=== EXTRACTED RECORDS ===

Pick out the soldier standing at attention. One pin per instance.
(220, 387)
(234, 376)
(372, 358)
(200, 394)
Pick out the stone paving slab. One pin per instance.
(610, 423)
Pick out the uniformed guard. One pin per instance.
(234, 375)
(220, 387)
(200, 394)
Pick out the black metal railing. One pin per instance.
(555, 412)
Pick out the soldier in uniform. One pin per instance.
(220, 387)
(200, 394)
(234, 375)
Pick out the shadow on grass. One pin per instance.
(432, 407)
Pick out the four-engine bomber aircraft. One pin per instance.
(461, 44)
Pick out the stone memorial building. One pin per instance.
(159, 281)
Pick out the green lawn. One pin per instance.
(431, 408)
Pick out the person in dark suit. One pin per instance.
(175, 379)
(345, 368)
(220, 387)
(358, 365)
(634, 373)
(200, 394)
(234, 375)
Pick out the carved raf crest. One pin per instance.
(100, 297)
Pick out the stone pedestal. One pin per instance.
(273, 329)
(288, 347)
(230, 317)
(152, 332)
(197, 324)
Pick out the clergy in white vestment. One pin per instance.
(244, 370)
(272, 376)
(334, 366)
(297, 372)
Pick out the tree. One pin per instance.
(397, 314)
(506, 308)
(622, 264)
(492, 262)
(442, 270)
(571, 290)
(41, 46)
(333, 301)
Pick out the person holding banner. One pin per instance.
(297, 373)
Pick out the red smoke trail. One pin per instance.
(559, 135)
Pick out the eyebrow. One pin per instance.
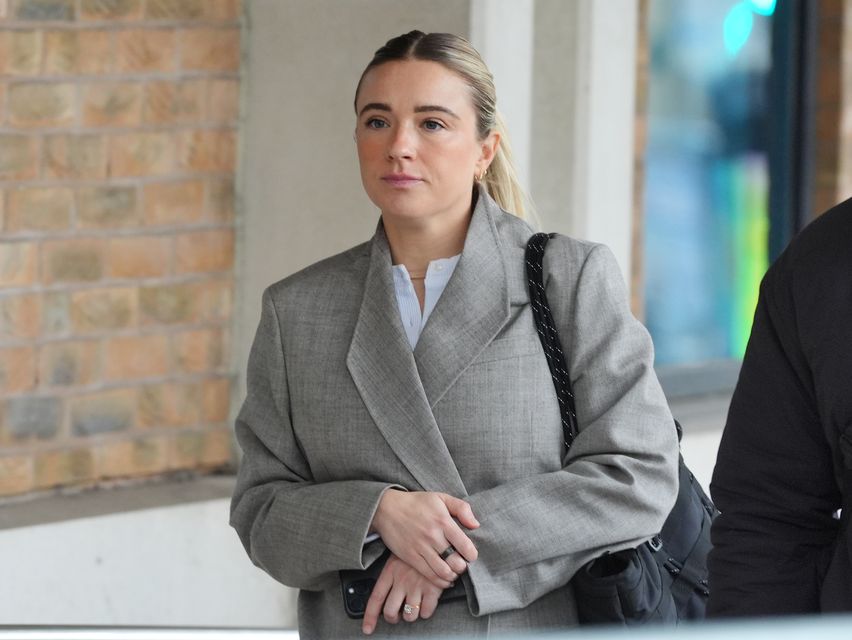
(381, 106)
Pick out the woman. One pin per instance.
(443, 438)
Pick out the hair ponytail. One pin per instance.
(501, 181)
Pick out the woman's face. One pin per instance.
(417, 140)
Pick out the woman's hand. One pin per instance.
(419, 526)
(400, 584)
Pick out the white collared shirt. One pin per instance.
(437, 276)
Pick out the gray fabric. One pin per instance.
(339, 409)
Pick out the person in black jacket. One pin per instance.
(781, 545)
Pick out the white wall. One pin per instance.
(177, 565)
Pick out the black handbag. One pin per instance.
(662, 580)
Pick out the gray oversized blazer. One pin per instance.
(339, 408)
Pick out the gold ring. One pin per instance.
(446, 553)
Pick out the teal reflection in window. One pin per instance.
(706, 189)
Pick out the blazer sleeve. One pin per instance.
(619, 481)
(277, 508)
(773, 481)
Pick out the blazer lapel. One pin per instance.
(472, 309)
(382, 367)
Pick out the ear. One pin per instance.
(488, 149)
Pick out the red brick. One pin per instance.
(220, 200)
(73, 260)
(112, 104)
(138, 457)
(206, 49)
(41, 105)
(170, 303)
(174, 202)
(175, 9)
(18, 264)
(103, 412)
(55, 313)
(70, 363)
(64, 468)
(139, 257)
(110, 9)
(174, 102)
(146, 50)
(20, 52)
(209, 151)
(204, 251)
(18, 157)
(215, 299)
(16, 475)
(29, 418)
(20, 316)
(142, 154)
(200, 350)
(132, 357)
(204, 449)
(223, 101)
(216, 400)
(39, 209)
(44, 10)
(87, 52)
(17, 370)
(107, 207)
(75, 156)
(98, 310)
(170, 405)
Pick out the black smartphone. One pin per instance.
(357, 586)
(355, 595)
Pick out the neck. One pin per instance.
(416, 243)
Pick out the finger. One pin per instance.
(456, 563)
(429, 603)
(461, 511)
(411, 606)
(375, 603)
(436, 572)
(393, 604)
(464, 546)
(439, 567)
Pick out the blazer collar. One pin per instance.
(472, 309)
(398, 387)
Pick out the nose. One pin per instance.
(401, 145)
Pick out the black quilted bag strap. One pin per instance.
(549, 337)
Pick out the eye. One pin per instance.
(433, 125)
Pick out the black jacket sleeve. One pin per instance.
(773, 480)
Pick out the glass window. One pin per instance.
(707, 176)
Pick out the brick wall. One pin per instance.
(833, 112)
(844, 173)
(117, 153)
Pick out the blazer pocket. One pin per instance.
(512, 347)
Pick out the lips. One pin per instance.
(401, 180)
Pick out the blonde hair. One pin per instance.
(458, 55)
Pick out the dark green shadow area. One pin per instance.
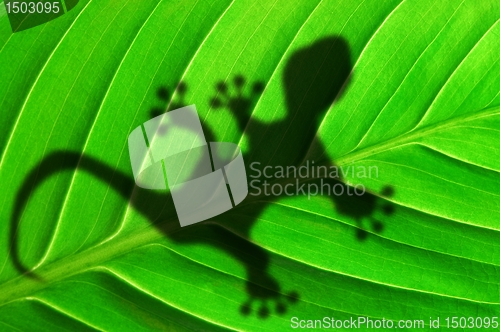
(28, 14)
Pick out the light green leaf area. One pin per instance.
(421, 104)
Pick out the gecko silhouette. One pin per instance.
(313, 77)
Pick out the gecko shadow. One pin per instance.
(313, 77)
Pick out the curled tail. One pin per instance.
(52, 164)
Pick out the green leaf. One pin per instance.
(408, 88)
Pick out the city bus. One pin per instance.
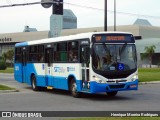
(97, 62)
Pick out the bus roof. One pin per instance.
(65, 38)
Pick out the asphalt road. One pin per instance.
(147, 98)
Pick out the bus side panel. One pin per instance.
(37, 70)
(61, 72)
(61, 83)
(18, 72)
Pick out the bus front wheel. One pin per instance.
(73, 89)
(34, 84)
(111, 94)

===

Transcribe all the lines above exactly, apart from the pictures.

**EXERCISE ANSWER:**
Pick out the soldier standing at attention. One pin per instance.
(220, 387)
(234, 376)
(372, 358)
(200, 394)
Pick out the stone paving slab. One pin per instance.
(610, 423)
Pick out the uniformed guard. One pin per instance.
(234, 375)
(220, 387)
(200, 394)
Pick out the black metal railing. One pin per instance.
(555, 412)
Pick out the soldier in uniform. One pin per instance.
(220, 387)
(200, 394)
(234, 375)
Pick out the shadow on grass. One pin per instance.
(432, 407)
Pick out the four-engine bomber aircraft. One pin per instance.
(461, 44)
Pick out the stone memorial building. One pin per instance.
(159, 281)
Pick out the green lawn. One pin per instance.
(431, 408)
Pick out the person in dark suit. One pin per instance.
(175, 379)
(345, 368)
(220, 387)
(358, 365)
(634, 373)
(200, 394)
(234, 375)
Pick out the carved raf crest. One pin per instance.
(100, 297)
Pick out the stone pedestal. One pin per instance.
(273, 329)
(288, 347)
(230, 317)
(152, 332)
(197, 324)
Pick out the clergy in white vestment. One pin per instance.
(244, 370)
(272, 376)
(334, 366)
(297, 372)
Pick out the tree. One pin per instance.
(397, 314)
(506, 308)
(622, 264)
(492, 262)
(442, 270)
(571, 290)
(41, 46)
(333, 301)
Pick out the person holding banner. One pin per instance.
(297, 373)
Pick out the red smoke trail. One pin per instance.
(559, 135)
Pick out the eyebrow. One pin per instance.
(381, 106)
Pick out the woman. One pin per instance.
(443, 438)
Pick out the hair ponytail. One pin per instance.
(501, 181)
Pick out the woman's face. One pin per instance.
(417, 140)
Pick out the woman's hand. One pin per instance.
(419, 526)
(400, 584)
Pick out the white collared shirt. One pin per instance.
(437, 276)
Pick out the gray fabric. One pin per instance.
(339, 409)
Pick out the person in black jacket. One pin per instance.
(781, 545)
Pick out the white wall. One pin per instance.
(177, 565)
Pick out the black handbag. One pin per instance.
(662, 580)
Pick out the gray oversized blazer. One pin per instance.
(339, 408)
Pick out the gold ring. One pin per instance.
(446, 553)
Pick out the teal reflection in window. One pin per instance.
(706, 189)
Pick out the blazer sleeve. One pin per instance.
(619, 481)
(277, 508)
(773, 481)
Pick out the blazer lapel. One pin per instance.
(472, 309)
(382, 367)
Pick out the ear. One pin per instance.
(488, 149)
Pick out the red brick. One pin per instance.
(220, 200)
(73, 260)
(112, 104)
(138, 457)
(206, 49)
(41, 105)
(170, 303)
(174, 202)
(175, 9)
(18, 264)
(103, 412)
(55, 313)
(70, 363)
(64, 468)
(139, 257)
(110, 9)
(174, 102)
(146, 50)
(20, 52)
(209, 151)
(204, 251)
(18, 157)
(215, 299)
(16, 475)
(29, 418)
(20, 316)
(142, 154)
(200, 350)
(132, 357)
(204, 449)
(223, 101)
(216, 400)
(39, 209)
(44, 10)
(87, 52)
(17, 370)
(107, 207)
(75, 156)
(98, 310)
(170, 405)
Pick out the black smartphone. One pin per instance.
(357, 586)
(355, 595)
Pick out the neck. One pin per instance.
(416, 243)
Pick out the finger. One pin per instance.
(456, 563)
(429, 603)
(461, 511)
(411, 606)
(375, 603)
(436, 572)
(393, 604)
(464, 546)
(439, 567)
Pick out the blazer collar. One pin per instance.
(472, 309)
(398, 387)
Pick out the nose. One pin per instance.
(401, 145)
Pick out the black quilted bag strap. One pin per instance.
(549, 337)
Pick out the eye. One pin per instance.
(433, 125)
Pick out the black jacket sleeve. One pin per instance.
(773, 480)
Pick out the glass window. One pin per instance.
(707, 176)
Pick out the brick wall. One pin per instance.
(833, 112)
(844, 173)
(117, 153)
Pick out the blazer pocket. One pin per instance.
(512, 347)
Pick out the lips. One pin per instance.
(401, 180)
Pick out the blonde hair. One pin per instance.
(458, 55)
Pick out the dark green shadow area. One pin per instance.
(28, 14)
Pick out the light green leaf area. One pin per instance.
(421, 104)
Pick out the gecko silhouette. One pin per instance.
(313, 77)
Pick out the gecko shadow. One pin per instance.
(313, 77)
Pick out the curled tail. One pin per instance.
(52, 164)
Pick out the green leaf. One pin per instance.
(408, 88)
Pick out the city bus. One pin per instance.
(97, 62)
Pick out the bus roof. One pin per instance.
(65, 38)
Pick out the asphalt road. One pin per instance.
(147, 98)
Pick out the bus side panel. One pin per instance.
(37, 70)
(61, 72)
(61, 83)
(18, 72)
Pick out the bus front wheel. One pin per instance.
(73, 89)
(34, 84)
(111, 94)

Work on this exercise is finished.